─── Alıştırma girdileri ───
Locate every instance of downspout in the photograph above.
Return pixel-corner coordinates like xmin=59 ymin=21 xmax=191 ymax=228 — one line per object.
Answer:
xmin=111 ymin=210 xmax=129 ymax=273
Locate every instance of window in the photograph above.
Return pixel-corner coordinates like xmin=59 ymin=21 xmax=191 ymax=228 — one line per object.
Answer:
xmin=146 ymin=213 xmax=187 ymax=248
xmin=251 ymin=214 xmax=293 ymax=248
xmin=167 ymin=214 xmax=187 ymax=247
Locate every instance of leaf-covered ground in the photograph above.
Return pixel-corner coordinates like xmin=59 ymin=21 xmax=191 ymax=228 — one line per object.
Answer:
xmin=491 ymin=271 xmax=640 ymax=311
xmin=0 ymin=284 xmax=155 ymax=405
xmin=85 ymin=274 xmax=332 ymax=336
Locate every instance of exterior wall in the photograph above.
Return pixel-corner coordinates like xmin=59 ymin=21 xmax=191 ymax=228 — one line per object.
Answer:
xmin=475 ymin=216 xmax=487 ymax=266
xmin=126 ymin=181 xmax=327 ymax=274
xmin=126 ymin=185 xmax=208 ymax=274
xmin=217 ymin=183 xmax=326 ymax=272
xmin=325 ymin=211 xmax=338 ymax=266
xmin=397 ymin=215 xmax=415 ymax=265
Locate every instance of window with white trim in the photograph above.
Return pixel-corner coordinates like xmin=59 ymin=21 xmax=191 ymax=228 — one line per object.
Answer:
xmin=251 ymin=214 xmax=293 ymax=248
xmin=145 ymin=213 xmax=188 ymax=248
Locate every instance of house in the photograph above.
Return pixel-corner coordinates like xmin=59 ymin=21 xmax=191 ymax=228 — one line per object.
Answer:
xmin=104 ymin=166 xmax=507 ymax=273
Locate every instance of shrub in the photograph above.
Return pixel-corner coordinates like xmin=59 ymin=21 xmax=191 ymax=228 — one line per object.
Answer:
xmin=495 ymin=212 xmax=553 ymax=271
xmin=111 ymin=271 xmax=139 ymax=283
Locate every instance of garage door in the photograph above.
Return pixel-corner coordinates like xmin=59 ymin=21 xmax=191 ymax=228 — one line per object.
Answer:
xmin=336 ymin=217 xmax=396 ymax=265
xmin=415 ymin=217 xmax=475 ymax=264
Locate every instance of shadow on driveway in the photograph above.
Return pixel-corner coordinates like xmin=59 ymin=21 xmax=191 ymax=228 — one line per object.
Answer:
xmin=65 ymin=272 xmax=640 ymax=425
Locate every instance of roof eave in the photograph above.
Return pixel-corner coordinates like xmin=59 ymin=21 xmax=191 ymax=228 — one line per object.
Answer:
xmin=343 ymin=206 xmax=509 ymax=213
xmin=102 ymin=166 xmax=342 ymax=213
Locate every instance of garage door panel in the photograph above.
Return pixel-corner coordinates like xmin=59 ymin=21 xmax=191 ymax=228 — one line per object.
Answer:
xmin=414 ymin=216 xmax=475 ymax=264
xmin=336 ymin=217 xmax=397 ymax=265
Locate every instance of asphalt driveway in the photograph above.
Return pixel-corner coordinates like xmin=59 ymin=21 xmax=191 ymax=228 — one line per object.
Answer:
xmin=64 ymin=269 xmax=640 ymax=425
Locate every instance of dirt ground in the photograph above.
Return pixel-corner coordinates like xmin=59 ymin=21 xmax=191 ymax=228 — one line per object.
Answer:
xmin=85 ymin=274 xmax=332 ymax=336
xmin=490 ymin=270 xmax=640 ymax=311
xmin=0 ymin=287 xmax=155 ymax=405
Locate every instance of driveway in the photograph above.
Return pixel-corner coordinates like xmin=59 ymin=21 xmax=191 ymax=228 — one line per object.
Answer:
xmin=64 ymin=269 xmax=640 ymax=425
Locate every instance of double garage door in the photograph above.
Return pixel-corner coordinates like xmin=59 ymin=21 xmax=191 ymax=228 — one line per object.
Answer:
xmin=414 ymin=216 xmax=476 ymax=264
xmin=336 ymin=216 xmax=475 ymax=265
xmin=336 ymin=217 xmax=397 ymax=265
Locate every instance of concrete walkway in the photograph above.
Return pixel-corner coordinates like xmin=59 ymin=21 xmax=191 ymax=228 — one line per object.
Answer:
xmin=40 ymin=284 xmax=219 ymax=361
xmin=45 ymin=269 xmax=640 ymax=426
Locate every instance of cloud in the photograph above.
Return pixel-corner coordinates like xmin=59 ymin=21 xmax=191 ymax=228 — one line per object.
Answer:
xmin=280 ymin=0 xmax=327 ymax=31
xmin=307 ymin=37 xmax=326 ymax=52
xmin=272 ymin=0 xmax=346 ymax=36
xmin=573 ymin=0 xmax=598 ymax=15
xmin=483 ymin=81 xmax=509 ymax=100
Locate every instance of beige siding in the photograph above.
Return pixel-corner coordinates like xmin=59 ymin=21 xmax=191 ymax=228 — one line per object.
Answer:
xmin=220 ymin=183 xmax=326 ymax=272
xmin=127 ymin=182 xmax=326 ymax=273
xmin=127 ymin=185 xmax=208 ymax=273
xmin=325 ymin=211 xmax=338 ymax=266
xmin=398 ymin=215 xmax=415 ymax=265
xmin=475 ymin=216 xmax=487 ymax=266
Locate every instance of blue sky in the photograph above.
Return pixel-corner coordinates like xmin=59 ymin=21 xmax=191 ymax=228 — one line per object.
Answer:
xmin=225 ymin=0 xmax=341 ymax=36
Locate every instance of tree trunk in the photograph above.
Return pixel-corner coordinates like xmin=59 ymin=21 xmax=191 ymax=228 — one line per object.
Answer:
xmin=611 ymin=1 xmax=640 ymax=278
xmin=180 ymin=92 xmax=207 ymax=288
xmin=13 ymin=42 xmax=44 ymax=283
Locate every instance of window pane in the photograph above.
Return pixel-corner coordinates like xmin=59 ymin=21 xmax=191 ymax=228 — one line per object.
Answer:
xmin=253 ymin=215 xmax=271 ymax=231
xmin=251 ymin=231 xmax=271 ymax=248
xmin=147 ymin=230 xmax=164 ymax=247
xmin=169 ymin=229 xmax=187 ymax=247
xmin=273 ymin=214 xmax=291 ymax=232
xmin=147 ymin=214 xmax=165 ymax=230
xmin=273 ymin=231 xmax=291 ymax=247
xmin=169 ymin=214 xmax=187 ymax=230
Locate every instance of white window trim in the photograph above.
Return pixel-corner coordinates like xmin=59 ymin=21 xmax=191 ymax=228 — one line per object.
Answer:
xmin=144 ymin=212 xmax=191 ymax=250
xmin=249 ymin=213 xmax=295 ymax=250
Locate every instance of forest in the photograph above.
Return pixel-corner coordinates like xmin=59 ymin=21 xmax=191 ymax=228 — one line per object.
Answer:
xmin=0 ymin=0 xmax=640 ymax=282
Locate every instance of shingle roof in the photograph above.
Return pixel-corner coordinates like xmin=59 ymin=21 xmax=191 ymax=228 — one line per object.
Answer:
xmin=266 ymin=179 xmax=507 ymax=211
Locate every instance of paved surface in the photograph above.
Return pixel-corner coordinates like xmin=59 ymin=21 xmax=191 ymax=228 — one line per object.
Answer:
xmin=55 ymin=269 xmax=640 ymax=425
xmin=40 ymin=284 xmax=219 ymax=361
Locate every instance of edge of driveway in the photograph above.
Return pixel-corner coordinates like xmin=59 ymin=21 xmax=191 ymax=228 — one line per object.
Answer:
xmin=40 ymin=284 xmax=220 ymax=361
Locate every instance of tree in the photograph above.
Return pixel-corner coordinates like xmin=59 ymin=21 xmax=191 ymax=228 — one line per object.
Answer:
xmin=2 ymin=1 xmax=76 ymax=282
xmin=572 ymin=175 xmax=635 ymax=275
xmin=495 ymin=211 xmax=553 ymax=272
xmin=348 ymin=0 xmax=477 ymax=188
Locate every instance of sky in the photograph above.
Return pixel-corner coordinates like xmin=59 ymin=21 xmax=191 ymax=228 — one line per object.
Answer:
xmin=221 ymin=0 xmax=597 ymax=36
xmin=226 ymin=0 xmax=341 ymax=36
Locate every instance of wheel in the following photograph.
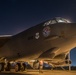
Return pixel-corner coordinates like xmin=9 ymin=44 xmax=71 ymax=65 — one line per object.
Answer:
xmin=15 ymin=63 xmax=21 ymax=72
xmin=5 ymin=63 xmax=11 ymax=71
xmin=33 ymin=61 xmax=39 ymax=69
xmin=0 ymin=63 xmax=4 ymax=72
xmin=21 ymin=63 xmax=26 ymax=71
───
§ **Yönerge ve koşullar**:
"Locate every instance of forest" ifadesinin geçtiği satırdan başlayıp "xmin=0 ymin=0 xmax=640 ymax=282" ifadesinin geçtiği satırda bitecek şekilde bu satırları, her satır bir dize olacak biçimde bir JSON listesi olarak düzenle. Boş satırları listeye alma.

§ **Bu görevin sonucu**:
[
  "Locate every instance of forest in the photograph above.",
  "Return pixel-corner coordinates like xmin=59 ymin=21 xmax=191 ymax=228 — one line per object.",
  "Answer:",
  "xmin=0 ymin=0 xmax=640 ymax=282"
]